Work to do →
Write out, as a JSON array of strings with one string per line and no blank lines, the part of the records below that opens with the line containing "--target palm tree" and closes with the line containing "12 122 L 18", both of those lines included.

-.-.-

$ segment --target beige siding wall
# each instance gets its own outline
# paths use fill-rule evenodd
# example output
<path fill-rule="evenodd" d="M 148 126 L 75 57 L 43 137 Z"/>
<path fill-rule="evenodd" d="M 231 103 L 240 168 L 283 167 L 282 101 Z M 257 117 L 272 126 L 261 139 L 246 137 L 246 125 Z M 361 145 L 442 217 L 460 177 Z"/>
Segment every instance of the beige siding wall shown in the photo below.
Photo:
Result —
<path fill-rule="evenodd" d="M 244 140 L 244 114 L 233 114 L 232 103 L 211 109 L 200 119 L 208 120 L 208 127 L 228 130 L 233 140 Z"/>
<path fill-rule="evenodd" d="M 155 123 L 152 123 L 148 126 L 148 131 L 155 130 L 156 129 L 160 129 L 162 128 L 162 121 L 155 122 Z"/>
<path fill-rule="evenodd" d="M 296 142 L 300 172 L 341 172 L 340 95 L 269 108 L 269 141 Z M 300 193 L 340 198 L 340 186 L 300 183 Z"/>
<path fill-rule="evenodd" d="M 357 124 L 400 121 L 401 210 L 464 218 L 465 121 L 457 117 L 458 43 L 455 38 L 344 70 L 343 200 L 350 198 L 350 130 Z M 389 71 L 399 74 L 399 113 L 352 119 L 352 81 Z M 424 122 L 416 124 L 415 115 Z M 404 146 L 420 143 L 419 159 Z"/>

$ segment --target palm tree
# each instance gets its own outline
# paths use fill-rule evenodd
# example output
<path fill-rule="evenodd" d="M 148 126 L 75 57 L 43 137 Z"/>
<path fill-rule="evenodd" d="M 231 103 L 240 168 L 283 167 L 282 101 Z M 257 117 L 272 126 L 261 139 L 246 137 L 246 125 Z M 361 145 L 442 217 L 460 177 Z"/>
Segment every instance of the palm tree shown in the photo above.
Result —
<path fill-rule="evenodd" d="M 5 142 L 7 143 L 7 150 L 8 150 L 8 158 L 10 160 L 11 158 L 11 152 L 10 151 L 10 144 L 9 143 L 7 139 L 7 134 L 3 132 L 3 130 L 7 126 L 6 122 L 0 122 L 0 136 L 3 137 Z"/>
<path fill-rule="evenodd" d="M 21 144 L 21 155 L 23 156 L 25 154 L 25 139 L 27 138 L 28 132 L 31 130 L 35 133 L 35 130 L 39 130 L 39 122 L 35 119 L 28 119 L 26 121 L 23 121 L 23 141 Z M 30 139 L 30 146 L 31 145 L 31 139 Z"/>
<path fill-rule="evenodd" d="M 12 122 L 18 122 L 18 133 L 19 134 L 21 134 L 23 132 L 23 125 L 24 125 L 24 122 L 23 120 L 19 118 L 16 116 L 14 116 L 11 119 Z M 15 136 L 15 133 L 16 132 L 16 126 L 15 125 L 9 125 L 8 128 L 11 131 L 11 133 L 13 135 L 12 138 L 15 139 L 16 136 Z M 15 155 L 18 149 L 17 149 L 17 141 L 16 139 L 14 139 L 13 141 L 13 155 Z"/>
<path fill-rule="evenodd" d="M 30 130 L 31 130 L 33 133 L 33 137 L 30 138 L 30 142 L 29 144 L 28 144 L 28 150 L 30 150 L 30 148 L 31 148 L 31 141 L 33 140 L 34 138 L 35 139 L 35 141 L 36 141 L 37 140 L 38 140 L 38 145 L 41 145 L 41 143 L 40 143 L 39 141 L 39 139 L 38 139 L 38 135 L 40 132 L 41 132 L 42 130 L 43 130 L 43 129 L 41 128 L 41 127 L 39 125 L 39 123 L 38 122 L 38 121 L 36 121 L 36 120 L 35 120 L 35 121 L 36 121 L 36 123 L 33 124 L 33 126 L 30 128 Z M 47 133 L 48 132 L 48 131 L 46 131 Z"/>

-.-.-

Response to this exercise →
[
  "$ segment --target palm tree",
  "# each instance gets its own outline",
  "# paths use fill-rule evenodd",
  "# example output",
  "<path fill-rule=\"evenodd\" d=\"M 148 126 L 75 57 L 43 137 Z\"/>",
  "<path fill-rule=\"evenodd\" d=\"M 231 103 L 240 168 L 283 167 L 282 101 Z M 257 117 L 272 126 L 261 139 L 246 137 L 246 125 Z M 361 145 L 442 217 L 460 177 Z\"/>",
  "Segment every instance of the palm tree shown in the photo above.",
  "Result —",
  "<path fill-rule=\"evenodd\" d=\"M 5 142 L 7 143 L 7 150 L 8 150 L 8 158 L 10 160 L 11 158 L 11 152 L 10 151 L 10 144 L 9 143 L 7 139 L 7 134 L 3 132 L 3 130 L 7 126 L 6 122 L 0 122 L 0 136 L 3 137 Z\"/>",
  "<path fill-rule=\"evenodd\" d=\"M 21 144 L 21 155 L 23 156 L 25 154 L 25 139 L 27 138 L 28 132 L 31 130 L 35 133 L 35 130 L 39 130 L 39 122 L 35 119 L 28 119 L 26 121 L 23 121 L 23 141 Z M 30 139 L 30 146 L 31 145 L 31 139 Z\"/>",
  "<path fill-rule=\"evenodd\" d=\"M 12 122 L 18 122 L 18 133 L 19 134 L 21 134 L 23 132 L 23 125 L 24 125 L 24 122 L 23 120 L 19 118 L 16 116 L 14 116 L 11 119 Z M 15 136 L 15 133 L 16 132 L 16 126 L 15 125 L 9 125 L 8 128 L 11 131 L 11 133 L 13 135 L 12 138 L 15 139 L 16 136 Z M 15 155 L 18 149 L 17 149 L 17 141 L 16 139 L 14 139 L 13 141 L 13 155 Z\"/>"
]